> _Written task 1_
Condense the paragraph of the text on data structures and algorithms that opens with "This refers to how easy" into a shorter version that keeps its main facts.
> _Written task 2_
Write the next portion of the text on data structures and algorithms, picking up right after its final sentence.

> _Text provided_
[START]

Data Structures and Algorithms: Complexity, Hashing, and Trees

Posted on Oct 13, 2025 in Computers

Algorithm Analysis: Time, Space, and Efficiency

Algorithm analysis evaluates how efficient an algorithm is by measuring its resource usage. The three main resources analyzed are:

Programming Requirements
This refers to how easy or complex it is to implement the algorithm in code. It involves understanding the logic, writing the correct syntax, and debugging. Simpler algorithms may require less programming effort but might be less efficient.
Time Requirements (Time Complexity)
This measures how much time an algorithm takes to complete as the input size grows. It is usually expressed using Big O notation (e.g., O(n), O(log n)) and helps predict the speed of an algorithm.
Space Requirements (Space Complexity)
This measures how much memory an algorithm needs during its execution, including input storage, temporary variables, and recursion stack. It also uses Big O notation (e.g., O(1), O(n)).

Types of Algorithm Complexity Analysis

Best Case Complexity: The minimum time or space required by the algorithm for any input of size n.
Worst Case Complexity: The maximum time or space required, ensuring performance guarantees.
Average Case Complexity: The expected time or space for a typical input.

Fundamental Data Structures and Classification

Classification of Data Structures

Data structures are broadly classified into two main categories:

1. Primitive Data Structures

These are the basic data types provided by a programming language. They directly operate upon the machine instructions.

Examples: Integer, Float, Character, Boolean, etc.

2. Non-Primitive Data Structures

These are more complex data structures that are built using primitive data types. They are further classified into:

Linear Data Structures

Elements are arranged in a sequential manner. Each element is connected to its previous and next element.

Examples: Array, Linked List, Stack, Queue.

Non-Linear Data Structures

Elements are arranged in a hierarchical or interconnected manner, not sequentially.

Examples: Tree, Graph.

Arrays and Stack Operations

Advantages and Disadvantages of Arrays

Advantages of Arrays:
- Simple and easy to use for storing multiple elements of the same type.
- Fast access to elements using index (constant time O(1)).
- Efficient memory utilization when the number of elements is known in advance.
- Supports random access which helps in quick searching and sorting.
Disadvantages of Arrays:
- Fixed size — the size must be declared before use and cannot be changed dynamically.
- Insertion and deletion are costly as they may require shifting elements (O(n) time).
- Wastes memory if allocated size is much larger than the number of elements stored.
- Does not support flexible memory management like linked lists.

Stack Operations (LIFO)

A stack follows the Last-In, First-Out (LIFO) principle.

1. PUSH Operation (Insertion)

Adds an element to the top of the stack.

[END]

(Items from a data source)
[START]

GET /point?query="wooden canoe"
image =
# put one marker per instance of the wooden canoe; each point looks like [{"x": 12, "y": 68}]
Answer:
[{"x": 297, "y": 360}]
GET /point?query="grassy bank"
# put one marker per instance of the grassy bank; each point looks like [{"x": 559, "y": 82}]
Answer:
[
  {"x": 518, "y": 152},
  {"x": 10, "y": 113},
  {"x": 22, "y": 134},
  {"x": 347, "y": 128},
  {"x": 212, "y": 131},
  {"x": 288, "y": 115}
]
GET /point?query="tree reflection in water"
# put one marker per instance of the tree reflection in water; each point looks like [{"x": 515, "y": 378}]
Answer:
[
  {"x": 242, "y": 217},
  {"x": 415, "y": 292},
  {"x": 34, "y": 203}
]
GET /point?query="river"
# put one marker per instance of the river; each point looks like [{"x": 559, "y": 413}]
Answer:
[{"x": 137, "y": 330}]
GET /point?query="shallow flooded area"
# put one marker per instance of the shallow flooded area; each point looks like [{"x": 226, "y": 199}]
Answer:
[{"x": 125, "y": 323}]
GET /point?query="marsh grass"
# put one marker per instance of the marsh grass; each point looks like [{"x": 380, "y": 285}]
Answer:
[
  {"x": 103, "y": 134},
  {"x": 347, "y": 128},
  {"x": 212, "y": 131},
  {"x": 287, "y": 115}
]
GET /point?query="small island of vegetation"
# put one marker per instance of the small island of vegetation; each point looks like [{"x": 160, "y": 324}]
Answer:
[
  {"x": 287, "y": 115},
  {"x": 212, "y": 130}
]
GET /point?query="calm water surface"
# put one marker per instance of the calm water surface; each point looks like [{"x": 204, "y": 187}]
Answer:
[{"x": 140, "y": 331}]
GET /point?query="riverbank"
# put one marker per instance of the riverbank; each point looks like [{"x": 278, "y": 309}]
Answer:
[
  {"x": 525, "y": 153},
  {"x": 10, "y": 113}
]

[END]
[START]

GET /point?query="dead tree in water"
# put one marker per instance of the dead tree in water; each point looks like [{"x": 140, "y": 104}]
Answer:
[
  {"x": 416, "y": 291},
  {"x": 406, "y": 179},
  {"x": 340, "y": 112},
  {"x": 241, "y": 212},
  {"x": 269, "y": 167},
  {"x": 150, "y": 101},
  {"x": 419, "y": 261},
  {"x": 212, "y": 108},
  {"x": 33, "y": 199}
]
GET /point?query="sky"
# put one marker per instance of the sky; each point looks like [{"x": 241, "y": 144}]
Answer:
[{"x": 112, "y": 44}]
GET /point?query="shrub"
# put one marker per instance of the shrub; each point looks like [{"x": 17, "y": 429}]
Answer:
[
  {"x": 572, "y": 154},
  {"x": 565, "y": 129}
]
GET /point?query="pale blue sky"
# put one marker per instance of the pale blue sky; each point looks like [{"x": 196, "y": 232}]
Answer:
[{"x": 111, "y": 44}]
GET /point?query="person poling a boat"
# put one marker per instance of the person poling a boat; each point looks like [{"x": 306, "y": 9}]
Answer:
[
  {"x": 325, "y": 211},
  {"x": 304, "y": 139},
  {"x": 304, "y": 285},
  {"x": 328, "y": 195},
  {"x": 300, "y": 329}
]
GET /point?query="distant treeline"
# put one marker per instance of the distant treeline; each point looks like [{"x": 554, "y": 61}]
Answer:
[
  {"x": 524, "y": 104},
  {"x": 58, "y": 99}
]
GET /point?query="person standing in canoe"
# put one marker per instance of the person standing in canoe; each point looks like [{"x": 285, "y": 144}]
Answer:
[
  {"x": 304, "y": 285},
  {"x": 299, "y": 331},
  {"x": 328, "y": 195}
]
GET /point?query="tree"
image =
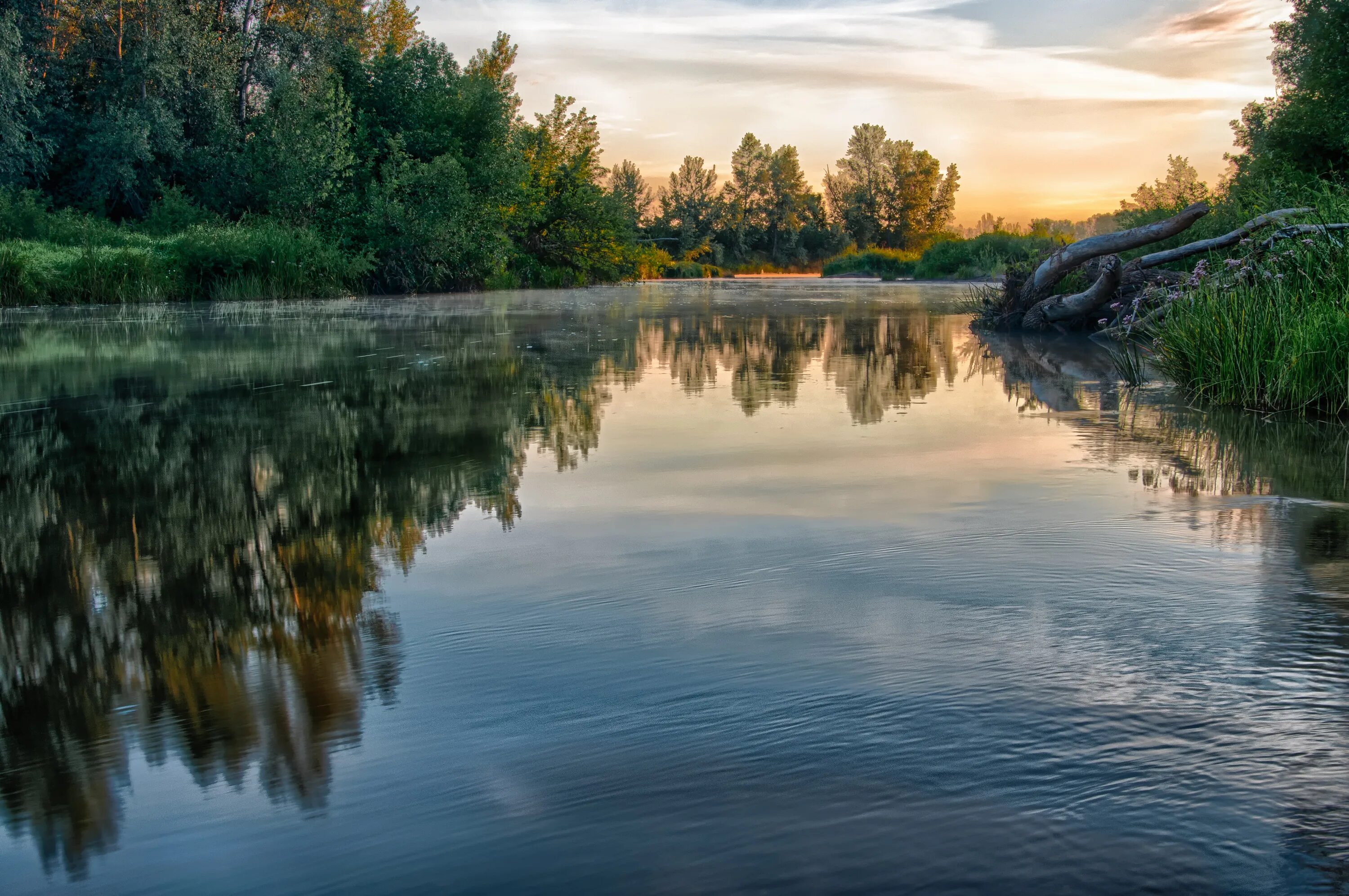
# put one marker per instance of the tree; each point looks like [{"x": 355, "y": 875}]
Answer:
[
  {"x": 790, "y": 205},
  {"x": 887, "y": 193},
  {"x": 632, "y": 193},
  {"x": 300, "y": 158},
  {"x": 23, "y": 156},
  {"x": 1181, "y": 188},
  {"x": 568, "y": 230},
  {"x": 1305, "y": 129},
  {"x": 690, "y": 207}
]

[END]
[START]

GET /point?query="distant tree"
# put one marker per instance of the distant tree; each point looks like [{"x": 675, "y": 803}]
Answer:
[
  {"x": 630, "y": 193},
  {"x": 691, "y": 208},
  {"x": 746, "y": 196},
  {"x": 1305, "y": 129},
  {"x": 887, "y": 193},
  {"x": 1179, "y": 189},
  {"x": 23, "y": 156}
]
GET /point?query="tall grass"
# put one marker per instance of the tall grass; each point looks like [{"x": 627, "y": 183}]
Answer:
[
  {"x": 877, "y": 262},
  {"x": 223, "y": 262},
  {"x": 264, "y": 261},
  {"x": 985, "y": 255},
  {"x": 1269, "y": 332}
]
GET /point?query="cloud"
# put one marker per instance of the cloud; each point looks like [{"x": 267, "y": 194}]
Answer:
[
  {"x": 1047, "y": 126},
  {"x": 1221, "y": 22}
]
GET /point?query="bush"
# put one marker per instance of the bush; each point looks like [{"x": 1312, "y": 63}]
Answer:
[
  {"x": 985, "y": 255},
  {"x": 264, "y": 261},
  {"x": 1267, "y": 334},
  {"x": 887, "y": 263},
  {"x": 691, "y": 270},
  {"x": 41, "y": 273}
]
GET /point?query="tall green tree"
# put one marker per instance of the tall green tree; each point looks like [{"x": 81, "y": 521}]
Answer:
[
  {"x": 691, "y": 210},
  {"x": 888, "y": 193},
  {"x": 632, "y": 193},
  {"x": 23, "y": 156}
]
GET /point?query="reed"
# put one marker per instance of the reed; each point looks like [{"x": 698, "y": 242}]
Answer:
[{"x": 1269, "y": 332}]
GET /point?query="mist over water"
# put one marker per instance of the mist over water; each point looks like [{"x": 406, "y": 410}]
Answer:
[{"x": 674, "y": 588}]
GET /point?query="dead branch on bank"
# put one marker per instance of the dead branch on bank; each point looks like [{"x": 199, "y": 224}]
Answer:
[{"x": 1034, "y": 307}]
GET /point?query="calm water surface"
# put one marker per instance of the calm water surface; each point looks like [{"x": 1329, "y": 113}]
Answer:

[END]

> _Response 1_
Programming requirements describe how easy or difficult an algorithm is to implement in code, which involves understanding its logic, writing correct syntax, and debugging. Simpler algorithms may take less programming effort but can be less efficient.

> _Response 2_
Steps:
- Check if the stack is full (stack overflow).
- If not full, increment the top pointer.
- Insert the new element at the top position.

2. POP Operation (Deletion)

Removes the element from the top of the stack.
Steps:
- Check if the stack is empty (stack underflow).
- If not empty, retrieve the element at the top.
- Decrement the top pointer to remove the element.

Queues and Deques

Circular Queue Implementation

A Circular Queue is a linear data structure that follows the FIFO (First In First Out) principle but connects the end of the queue back to the front, forming a circle. This allows efficient use of storage by reusing spaces freed by dequeued elements.

Unlike a simple linear queue, it avoids the “queue full” problem when there is free space at the front.
It uses two pointers: Front (points to the first element) and Rear (points to the last element).

Algorithm to Insert an Element `Data` into Circular Queue

Preconditions: Let MAX be the size of the queue array. front and rear are integer pointers initialized to -1 when the queue is empty. queue is the array to store elements.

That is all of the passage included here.